The chemical diffusion coefficient of Li+ in the particle bulk (D) can be calculated from the linear slope of \(\ln \left[ {\exp \left( {\frac{{\varphi_{\infty } - \varphi }}{RT}F} \right) - 1} \right]\) over time as Eq. (1) [19]:

$$ \ln \left[ {\exp \left( {\frac{{\varphi_{\infty } - \varphi }}{RT}F} \right) - 1} \right] = - \frac{{\pi^{2} }}{{L^{2} }}Dt - \ln N $$
(1)

where F is the Faraday constant, R is the molar gas constant, T is the thermodynamic temperature, and L is the thickness of the electrode. \(N = \frac{{\exp \left( { - \frac{{\pi^{2} }}{{L^{2} }}D\xi } \right)}}{{\exp \left( {\frac{{\varphi_{\infty } - \varphi_{\xi } }}{RT}F} \right) - 1}}\); when t = ξ, the voltage is \({{\varphi }}_{{\upxi }}\), which can be measured experimentally.

The time for Li+ diffusing from the surface to the bulk center of graphite with a diameter of d (tdiffusion) is estimated by Eq. (2):

$$ t_{{{\text{diffusion}}}} = \frac{{(d/2)^{2} }}{{2D_{\min } }} $$
(2)

where Dmin is the lowest Li+ diffusion coefficient measured in the experiment (Tables S2 and S3, e.g., Dmin = 2.64 × 10−10 cm2 s−1 during Li+ intercalation process).

▶ _SET TASKS_
1 - In the passage on lithium-ion diffusion, what does L represent in Eq. (1)?
2 - Transcribe the passage on lithium-ion diffusion from "The time for" to "Li+ intercalation process).".

▶ _SUPPLIED MATERIAL_
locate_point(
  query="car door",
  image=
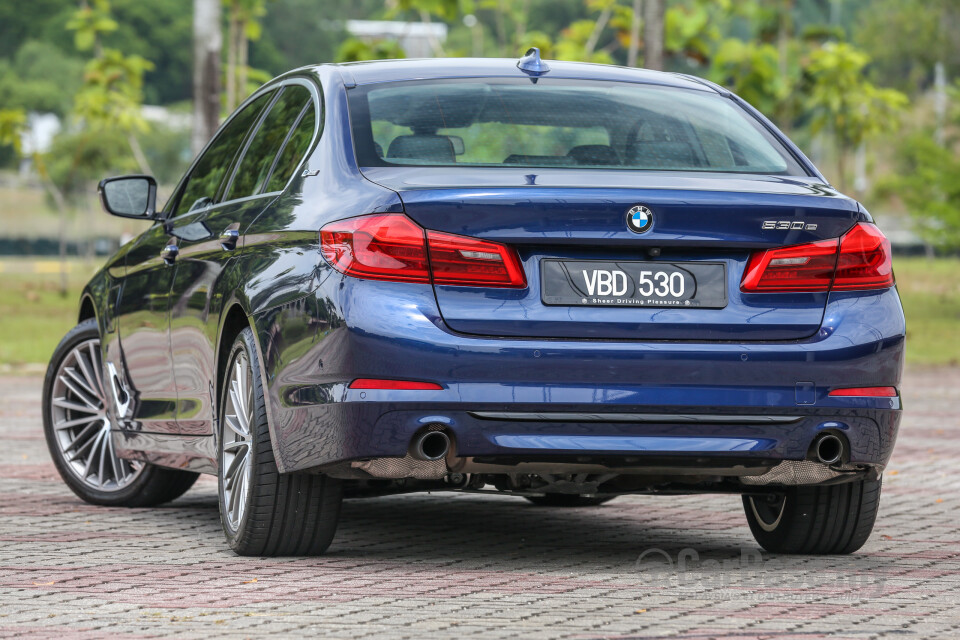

▶ _EXPECTED OUTPUTS_
1 - L is the thickness of the electrode.

2 -
The time for Li+ diffusing from the surface to the bulk center of graphite with a diameter of d (tdiffusion) is estimated by Eq. (2):

$$ t_{{{\text{diffusion}}}} = \frac{{(d/2)^{2} }}{{2D_{\min } }} $$
(2)

where Dmin is the lowest Li+ diffusion coefficient measured in the experiment (Tables S2 and S3, e.g., Dmin = 2.64 × 10−10 cm2 s−1 during Li+ intercalation process).